▶ Exercise material
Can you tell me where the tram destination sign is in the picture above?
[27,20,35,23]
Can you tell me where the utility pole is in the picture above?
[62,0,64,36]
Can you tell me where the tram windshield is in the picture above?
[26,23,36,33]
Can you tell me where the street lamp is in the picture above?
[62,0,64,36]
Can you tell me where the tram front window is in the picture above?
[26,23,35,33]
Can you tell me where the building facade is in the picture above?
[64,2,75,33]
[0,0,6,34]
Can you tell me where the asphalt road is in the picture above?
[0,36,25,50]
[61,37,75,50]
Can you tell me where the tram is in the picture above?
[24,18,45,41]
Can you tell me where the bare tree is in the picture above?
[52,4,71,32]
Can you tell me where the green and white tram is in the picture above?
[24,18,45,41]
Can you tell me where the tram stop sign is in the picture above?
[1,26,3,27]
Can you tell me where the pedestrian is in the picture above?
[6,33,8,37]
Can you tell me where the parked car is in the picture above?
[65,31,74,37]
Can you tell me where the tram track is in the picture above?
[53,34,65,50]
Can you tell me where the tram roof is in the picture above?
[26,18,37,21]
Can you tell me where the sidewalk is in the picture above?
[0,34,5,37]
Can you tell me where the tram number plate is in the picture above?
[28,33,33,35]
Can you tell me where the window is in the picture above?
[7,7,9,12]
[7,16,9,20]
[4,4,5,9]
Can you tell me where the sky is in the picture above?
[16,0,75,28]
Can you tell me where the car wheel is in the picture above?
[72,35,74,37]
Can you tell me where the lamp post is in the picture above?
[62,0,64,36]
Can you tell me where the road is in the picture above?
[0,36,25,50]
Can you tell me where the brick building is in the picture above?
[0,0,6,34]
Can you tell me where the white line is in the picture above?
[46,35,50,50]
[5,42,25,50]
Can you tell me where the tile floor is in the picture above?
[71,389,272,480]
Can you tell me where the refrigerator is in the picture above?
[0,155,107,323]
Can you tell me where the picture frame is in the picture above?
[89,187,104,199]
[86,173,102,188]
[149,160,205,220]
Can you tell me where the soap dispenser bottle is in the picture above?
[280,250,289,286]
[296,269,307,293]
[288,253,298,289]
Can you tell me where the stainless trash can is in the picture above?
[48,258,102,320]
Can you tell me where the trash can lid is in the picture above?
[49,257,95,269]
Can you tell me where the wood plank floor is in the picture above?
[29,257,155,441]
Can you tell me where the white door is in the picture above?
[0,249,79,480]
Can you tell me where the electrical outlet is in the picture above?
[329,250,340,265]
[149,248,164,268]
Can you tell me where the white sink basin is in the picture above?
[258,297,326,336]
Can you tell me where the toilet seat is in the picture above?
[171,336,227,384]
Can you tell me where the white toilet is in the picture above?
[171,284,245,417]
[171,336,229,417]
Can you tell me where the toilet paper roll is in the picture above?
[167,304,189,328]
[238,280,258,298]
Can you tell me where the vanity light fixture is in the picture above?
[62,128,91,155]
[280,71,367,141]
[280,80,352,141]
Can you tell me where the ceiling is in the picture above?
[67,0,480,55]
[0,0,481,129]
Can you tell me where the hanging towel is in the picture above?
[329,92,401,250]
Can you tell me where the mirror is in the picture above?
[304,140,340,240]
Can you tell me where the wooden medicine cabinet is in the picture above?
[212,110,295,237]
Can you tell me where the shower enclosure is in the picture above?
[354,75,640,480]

▶ What the exercise asks
Rewrite the data between the lines holding "Can you tell me where the brick" and "[238,280,258,298]", inclusive, keeping every request line unchanged. Multiply each bounding-box coordinate in the answers by 1.95 and round it to the nearest whole number, with halves rounded up.

▶ Full answer
Can you tell me where the brick building is in the picture above?
[0,0,12,66]
Can you tell me where the white line is in the picture above?
[90,68,98,98]
[10,82,49,98]
Can you tell me where the tile floor is in the picture above?
[138,759,530,936]
Can you tell me where the refrigerator is in the picture above?
[0,302,209,630]
Can you tell me where the picture frame is in the picture above?
[174,365,203,388]
[168,337,199,367]
[291,312,400,429]
Can you tell me where the soap dispenser bottle is in the picture above?
[546,488,564,558]
[577,525,599,571]
[562,493,581,564]
Can you tell me where the stainless trash can is in the picture above?
[94,503,199,624]
Can you tell me where the trash can lid is in the picture above?
[96,501,185,525]
Can you tell me where the wood plank floor is in the picture above?
[57,501,302,860]
Can you tell me where the white door is in the picture above?
[0,486,154,936]
Can you tell me where the electrical outlet is in the picture above?
[642,488,663,517]
[291,484,320,523]
Can you tell me where the white sink basin is in the picture above?
[503,579,636,655]
Can you tell me where the toilet seat is in the picture above?
[333,655,443,749]
Can you tell me where the white toilet is in the picture above?
[333,554,478,813]
[333,655,447,813]
Can you tell me where the toilet paper roll is in the picture above?
[326,593,369,640]
[464,546,503,581]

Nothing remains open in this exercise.